**The exercise**
Return each line of the rows below that contains the string "snow".

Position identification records
## Start
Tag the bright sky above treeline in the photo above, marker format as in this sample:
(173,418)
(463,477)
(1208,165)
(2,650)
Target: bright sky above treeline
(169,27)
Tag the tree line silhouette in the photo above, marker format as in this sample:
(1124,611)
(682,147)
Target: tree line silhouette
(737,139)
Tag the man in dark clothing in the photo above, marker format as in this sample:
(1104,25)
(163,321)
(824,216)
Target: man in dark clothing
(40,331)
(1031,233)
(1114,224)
## End
## Start
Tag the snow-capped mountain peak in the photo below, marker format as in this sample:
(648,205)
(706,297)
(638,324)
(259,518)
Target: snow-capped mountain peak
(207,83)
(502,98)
## End
## Start
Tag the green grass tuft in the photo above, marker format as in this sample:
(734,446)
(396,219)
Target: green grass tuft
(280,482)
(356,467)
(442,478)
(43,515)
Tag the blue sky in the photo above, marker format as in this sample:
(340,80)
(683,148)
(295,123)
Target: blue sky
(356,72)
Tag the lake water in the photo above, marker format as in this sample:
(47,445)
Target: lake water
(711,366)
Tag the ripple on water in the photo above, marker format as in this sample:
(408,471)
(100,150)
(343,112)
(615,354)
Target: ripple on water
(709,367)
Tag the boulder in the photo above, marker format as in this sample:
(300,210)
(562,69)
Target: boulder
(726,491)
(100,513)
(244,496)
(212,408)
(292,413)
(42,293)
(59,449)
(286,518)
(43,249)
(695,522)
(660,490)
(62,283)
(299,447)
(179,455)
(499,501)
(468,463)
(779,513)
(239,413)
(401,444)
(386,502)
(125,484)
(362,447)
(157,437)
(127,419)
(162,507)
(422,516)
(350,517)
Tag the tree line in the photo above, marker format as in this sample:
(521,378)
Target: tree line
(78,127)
## End
**Task response**
Tag the snow-capped mountain peak in the photo below, marker format as in this sample:
Target: snow-capped mountain peak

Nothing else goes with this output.